» **ASSIGNED TASK**:
Reproduce exactly the line containing "Mark each instance of the sky" and every line after it, through the last line of the records below; add nothing.

Referring expression pointing data
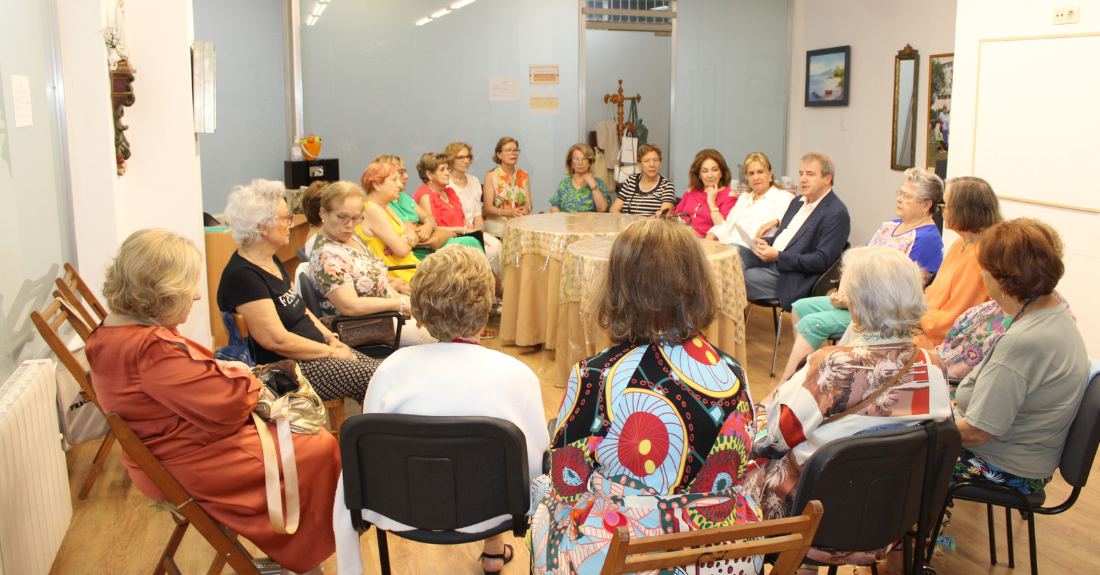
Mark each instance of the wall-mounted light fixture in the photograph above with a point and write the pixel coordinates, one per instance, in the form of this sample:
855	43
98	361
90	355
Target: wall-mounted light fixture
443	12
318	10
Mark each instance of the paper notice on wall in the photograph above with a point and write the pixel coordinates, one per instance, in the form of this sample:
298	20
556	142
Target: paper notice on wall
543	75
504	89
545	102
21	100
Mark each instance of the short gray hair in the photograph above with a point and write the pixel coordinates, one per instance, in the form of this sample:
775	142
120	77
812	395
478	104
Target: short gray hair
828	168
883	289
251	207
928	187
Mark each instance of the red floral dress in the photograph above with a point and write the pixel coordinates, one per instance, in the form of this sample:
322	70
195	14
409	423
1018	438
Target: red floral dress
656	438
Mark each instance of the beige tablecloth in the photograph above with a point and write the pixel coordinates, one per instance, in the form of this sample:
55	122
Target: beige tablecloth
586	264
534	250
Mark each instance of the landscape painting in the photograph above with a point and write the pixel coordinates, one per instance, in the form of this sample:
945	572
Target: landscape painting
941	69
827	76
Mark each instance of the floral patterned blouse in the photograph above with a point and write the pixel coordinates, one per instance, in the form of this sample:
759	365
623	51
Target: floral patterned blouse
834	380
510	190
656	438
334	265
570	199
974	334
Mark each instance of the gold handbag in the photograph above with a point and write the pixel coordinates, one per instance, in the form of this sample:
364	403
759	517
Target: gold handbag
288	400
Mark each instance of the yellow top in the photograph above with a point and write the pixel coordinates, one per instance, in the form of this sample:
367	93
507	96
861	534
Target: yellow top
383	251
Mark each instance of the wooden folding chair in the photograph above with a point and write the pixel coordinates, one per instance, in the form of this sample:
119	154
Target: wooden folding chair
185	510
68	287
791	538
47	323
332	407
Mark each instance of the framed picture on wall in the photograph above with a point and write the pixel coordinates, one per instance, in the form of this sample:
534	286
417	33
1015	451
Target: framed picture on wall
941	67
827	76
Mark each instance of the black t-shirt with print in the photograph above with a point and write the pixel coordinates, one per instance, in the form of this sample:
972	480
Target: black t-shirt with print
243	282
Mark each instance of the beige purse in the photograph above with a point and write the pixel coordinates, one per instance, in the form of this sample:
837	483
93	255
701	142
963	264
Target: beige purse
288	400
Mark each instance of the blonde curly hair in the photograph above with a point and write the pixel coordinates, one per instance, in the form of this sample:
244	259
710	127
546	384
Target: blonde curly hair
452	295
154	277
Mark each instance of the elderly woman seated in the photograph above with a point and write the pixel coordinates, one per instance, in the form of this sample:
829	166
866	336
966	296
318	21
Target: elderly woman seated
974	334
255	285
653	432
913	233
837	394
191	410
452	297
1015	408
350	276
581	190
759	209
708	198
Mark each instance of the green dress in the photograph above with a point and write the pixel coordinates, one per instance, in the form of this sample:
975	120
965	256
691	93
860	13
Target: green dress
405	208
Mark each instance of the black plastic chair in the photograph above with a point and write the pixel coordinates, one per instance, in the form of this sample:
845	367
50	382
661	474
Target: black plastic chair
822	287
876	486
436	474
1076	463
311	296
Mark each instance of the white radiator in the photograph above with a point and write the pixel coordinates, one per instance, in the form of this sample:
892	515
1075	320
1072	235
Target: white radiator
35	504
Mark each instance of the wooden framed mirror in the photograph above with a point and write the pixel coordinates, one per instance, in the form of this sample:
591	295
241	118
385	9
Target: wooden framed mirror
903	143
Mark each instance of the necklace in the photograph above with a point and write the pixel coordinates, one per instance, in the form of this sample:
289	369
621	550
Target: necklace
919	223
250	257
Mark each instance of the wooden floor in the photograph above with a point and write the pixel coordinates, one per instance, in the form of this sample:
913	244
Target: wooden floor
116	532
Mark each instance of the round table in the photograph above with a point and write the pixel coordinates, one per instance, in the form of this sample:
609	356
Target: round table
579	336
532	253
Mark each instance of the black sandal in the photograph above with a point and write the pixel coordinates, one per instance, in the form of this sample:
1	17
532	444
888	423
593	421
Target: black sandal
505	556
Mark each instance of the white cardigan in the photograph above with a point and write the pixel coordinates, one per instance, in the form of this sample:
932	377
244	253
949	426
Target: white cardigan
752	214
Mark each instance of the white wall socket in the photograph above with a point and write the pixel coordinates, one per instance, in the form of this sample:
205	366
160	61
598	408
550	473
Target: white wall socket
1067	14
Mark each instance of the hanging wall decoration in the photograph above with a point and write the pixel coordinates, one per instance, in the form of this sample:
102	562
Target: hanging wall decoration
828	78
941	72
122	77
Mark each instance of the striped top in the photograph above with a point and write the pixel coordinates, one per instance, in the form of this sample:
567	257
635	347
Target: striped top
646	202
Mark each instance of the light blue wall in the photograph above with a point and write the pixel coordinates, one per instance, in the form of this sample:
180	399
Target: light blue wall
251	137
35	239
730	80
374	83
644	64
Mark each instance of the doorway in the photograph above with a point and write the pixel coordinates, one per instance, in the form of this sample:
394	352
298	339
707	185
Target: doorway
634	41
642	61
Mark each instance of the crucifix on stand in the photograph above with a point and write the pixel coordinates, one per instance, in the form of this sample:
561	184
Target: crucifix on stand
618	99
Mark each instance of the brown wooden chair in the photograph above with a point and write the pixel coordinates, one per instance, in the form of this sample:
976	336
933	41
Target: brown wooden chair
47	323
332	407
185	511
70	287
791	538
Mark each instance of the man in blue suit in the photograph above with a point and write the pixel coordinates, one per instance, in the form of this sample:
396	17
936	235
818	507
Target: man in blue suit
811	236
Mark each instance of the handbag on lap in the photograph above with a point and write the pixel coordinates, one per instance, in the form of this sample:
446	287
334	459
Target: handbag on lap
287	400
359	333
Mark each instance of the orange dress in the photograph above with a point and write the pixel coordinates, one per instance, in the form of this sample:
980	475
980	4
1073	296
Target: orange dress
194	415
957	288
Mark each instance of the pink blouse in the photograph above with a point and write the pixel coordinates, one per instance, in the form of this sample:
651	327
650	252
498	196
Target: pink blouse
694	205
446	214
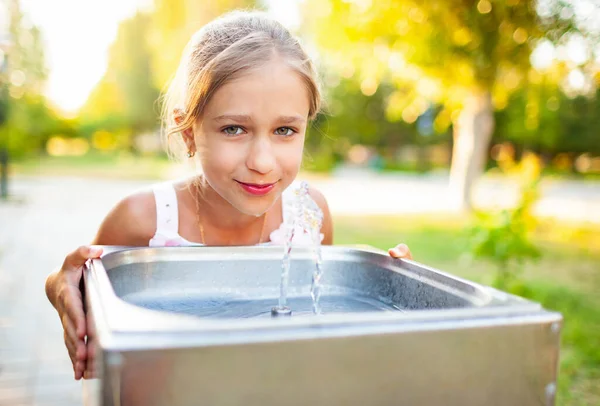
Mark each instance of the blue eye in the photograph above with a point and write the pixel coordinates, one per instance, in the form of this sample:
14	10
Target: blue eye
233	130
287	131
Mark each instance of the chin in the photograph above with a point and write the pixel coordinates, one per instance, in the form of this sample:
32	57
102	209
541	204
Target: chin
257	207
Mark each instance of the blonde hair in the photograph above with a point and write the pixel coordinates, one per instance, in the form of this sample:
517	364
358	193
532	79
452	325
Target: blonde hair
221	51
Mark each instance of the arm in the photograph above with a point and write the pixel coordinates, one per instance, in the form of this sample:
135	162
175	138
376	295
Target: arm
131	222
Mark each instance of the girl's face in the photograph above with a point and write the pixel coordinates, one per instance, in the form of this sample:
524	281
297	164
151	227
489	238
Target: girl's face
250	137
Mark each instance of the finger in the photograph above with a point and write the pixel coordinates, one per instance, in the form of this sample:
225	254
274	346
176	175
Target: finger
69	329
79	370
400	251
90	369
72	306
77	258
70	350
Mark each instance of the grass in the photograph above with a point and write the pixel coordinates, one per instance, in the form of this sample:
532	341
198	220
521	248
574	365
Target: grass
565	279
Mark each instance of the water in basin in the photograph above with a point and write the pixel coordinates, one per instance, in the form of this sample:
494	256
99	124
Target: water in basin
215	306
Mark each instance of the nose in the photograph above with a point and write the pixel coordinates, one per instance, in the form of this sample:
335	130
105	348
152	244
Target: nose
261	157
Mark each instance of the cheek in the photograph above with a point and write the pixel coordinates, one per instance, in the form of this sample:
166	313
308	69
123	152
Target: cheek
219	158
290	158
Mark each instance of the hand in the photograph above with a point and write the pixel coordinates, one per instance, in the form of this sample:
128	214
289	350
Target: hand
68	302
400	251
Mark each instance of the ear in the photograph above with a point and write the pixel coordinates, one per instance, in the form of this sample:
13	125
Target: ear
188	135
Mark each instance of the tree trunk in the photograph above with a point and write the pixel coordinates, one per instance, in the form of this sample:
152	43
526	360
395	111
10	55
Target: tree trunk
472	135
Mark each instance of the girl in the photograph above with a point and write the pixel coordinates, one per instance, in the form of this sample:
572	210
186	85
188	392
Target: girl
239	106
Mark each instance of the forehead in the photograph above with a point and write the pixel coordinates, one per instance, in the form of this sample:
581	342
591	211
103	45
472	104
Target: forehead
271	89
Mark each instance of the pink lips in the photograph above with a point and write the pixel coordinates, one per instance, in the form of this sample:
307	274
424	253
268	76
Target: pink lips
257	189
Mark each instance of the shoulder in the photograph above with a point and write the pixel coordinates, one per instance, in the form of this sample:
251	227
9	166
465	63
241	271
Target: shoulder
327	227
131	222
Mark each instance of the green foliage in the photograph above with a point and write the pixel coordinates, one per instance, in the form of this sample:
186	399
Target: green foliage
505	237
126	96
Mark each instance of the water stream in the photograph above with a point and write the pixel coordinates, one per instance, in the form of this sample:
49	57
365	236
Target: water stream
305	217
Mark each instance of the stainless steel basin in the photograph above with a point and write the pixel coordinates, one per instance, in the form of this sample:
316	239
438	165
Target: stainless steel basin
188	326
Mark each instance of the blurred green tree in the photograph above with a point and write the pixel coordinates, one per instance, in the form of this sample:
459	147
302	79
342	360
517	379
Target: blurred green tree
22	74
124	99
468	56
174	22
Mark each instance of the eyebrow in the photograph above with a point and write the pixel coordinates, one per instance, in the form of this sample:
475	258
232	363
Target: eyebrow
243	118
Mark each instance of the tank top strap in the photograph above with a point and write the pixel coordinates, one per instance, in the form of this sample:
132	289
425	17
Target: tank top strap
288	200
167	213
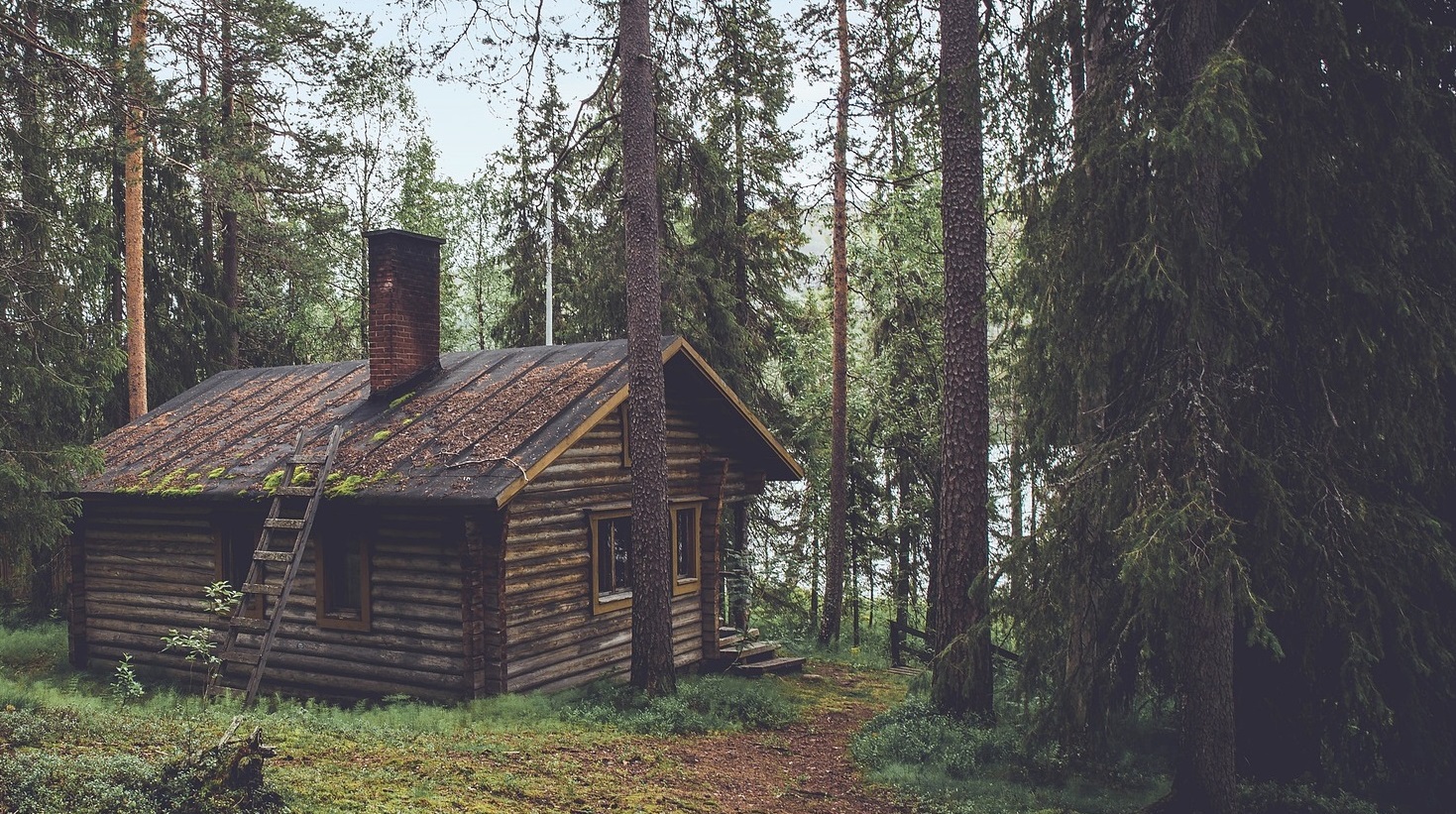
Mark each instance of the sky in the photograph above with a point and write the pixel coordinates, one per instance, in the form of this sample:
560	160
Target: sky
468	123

» **EXPECTED ANSWER**:
Mark each instance of the sky in the photograph above with a point and write the pixel coordinates, one per instance, in the form of this sample:
560	160
Target: sky
468	123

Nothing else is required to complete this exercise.